▶ **Material for this task**

┌──

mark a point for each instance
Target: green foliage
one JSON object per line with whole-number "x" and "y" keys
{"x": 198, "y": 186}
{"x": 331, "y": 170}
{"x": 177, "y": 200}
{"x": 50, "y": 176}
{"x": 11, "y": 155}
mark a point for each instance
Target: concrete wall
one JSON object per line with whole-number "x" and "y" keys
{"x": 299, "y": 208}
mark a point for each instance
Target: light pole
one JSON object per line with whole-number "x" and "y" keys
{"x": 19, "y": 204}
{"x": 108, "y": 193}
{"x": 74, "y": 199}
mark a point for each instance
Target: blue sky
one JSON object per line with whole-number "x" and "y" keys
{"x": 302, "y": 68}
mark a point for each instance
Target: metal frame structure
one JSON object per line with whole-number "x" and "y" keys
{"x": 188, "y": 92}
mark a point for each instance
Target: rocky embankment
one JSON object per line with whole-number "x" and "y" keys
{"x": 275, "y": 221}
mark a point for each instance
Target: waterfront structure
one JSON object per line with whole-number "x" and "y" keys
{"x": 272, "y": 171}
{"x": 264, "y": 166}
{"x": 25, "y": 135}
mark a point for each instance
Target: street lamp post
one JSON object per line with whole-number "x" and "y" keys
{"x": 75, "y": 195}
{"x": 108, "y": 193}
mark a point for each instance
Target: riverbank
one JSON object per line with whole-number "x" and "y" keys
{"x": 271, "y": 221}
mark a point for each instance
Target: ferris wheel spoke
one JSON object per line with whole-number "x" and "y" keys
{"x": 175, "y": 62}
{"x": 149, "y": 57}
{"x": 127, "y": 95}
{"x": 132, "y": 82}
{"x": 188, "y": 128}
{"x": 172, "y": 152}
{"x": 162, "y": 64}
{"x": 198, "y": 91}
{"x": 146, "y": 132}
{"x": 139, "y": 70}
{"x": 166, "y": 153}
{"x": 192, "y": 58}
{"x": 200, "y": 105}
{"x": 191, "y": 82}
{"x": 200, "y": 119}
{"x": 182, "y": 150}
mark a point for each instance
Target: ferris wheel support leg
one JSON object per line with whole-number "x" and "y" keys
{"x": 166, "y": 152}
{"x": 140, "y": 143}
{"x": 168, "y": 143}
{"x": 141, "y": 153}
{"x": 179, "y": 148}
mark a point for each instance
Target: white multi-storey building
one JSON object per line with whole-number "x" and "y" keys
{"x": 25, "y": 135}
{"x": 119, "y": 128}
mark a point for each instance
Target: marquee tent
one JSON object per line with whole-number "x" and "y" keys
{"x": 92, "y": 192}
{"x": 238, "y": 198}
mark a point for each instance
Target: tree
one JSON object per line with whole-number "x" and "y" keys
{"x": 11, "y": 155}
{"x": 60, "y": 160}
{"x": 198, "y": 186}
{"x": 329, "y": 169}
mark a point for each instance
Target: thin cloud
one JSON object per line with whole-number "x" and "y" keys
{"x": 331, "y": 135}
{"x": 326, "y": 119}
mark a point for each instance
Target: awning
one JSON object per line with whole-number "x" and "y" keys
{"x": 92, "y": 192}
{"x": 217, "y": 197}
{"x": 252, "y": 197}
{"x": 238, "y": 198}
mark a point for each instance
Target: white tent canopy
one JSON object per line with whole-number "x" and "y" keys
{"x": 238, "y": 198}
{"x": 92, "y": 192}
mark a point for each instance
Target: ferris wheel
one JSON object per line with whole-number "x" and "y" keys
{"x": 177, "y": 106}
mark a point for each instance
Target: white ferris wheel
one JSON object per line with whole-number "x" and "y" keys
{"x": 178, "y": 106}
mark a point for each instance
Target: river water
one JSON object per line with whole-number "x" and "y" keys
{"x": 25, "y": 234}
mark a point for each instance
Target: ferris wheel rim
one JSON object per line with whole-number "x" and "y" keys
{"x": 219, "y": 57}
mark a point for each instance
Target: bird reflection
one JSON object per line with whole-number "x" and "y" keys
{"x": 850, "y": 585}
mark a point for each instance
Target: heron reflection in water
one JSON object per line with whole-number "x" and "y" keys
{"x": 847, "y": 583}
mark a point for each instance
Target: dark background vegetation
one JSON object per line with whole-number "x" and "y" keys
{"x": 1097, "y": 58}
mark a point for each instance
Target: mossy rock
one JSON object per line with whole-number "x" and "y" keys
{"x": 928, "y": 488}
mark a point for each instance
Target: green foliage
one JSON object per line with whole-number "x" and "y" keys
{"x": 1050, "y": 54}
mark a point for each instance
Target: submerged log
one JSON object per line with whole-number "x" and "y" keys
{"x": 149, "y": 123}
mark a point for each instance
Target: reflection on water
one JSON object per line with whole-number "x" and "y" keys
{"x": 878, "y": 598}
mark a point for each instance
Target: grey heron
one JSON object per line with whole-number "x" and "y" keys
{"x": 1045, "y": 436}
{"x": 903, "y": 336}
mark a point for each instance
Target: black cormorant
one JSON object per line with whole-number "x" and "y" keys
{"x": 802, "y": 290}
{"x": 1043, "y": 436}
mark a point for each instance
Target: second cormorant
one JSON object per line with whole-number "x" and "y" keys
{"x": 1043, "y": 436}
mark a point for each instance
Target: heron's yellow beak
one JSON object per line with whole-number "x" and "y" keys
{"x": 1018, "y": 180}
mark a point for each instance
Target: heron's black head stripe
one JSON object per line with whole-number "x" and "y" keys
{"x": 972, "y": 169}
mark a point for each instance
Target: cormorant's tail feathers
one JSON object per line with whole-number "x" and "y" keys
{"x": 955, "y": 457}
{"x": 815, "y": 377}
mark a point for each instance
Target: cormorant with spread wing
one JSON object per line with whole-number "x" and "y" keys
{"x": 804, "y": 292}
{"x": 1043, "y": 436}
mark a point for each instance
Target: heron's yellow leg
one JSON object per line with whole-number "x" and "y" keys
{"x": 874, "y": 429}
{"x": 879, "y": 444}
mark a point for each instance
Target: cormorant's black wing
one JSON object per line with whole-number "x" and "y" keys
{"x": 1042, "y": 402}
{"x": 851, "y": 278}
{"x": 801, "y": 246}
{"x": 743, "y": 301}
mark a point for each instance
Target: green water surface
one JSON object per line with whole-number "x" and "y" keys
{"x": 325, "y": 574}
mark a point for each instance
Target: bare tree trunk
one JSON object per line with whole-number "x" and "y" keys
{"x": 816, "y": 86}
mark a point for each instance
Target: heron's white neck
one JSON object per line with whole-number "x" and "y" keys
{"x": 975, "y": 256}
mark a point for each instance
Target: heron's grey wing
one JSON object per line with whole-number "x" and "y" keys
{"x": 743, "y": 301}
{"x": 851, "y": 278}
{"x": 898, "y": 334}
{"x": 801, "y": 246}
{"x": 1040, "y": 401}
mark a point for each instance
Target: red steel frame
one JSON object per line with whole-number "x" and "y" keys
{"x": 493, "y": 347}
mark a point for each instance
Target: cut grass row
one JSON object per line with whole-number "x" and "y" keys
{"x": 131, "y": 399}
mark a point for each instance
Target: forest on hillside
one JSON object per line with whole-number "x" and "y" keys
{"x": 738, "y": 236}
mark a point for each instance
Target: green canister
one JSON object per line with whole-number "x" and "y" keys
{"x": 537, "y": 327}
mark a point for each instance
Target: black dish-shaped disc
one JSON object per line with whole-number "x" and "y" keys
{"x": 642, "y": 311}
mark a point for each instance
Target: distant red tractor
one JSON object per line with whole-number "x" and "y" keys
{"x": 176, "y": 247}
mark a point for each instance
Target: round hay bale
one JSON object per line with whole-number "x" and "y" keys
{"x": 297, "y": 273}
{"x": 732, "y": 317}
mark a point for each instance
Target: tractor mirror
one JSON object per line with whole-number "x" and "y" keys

└──

Search the data above for the word "grey" and show every line that has it.

▶ **Finished exercise**
Target: grey heron
Target: heron's grey wing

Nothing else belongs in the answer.